■ **Texto proporcionado**:
***

La crisis humanitaria compleja hunde sus raíces en el empeño de Chávez en imponer un proyecto político y sus consecuentes políticas públicas históricamente retrógradas y fracasadas, “de aquellos polvos vinieron estos lodos”.

Al delfín de Chávez le tocó bailar con la fea. La crisis  largamente incubada y pronosticada llegó. Se acabaron los reales para el populismo desenfrenado y las gratificaciones simbólicas perdieron su atractivo. El antaño  apoyo popular se fue licuando sin prisa y sin pausa. El resultado de las elecciones parlamentarias de 2015 evidenció la conversión del chavismo en sector minoritario, condición que no ha hecho más que profundizarse sin remisión posible.

La conservación del poder empezó a apalancarse más en el poder duro y la imposición que en la legitimidad fundada en la legalidad constitucional y el apoyo ciudadano. El chavismo pasó de ser hegemónico a  dominante. El sistema político pasó, en 2016, de ser una democracia con serios déficits en términos de apego a la legalidad constitucional a uno abiertamente dictatorial.

El gobierno de Maduro es la continuidad del régimen, una segunda fase del chavismo; basta con revisar los aspectos fundamentales de la gobernanza chavista para certificar el apego de este al proyecto chaviano y su concepción de la política y ejercicio del poder.

***

■ **Contenido del material**:
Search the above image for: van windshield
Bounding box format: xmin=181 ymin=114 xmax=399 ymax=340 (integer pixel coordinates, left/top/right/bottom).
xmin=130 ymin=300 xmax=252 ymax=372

***

■ **Problema planteado**: Reescribe el pasaje del texto sobre el chavismo que empieza en "La conservación del" y termina en "ejercicio del poder.", sustituyendo "dictatorial" por "autoritario".

■ **Resultado final**:
La conservación del poder empezó a apalancarse más en el poder duro y la imposición que en la legitimidad fundada en la legalidad constitucional y el apoyo ciudadano. El chavismo pasó de ser hegemónico a  dominante. El sistema político pasó, en 2016, de ser una democracia con serios déficits en términos de apego a la legalidad constitucional a uno abiertamente autoritario.

El gobierno de Maduro es la continuidad del régimen, una segunda fase del chavismo; basta con revisar los aspectos fundamentales de la gobernanza chavista para certificar el apego de este al proyecto chaviano y su concepción de la política y ejercicio del poder.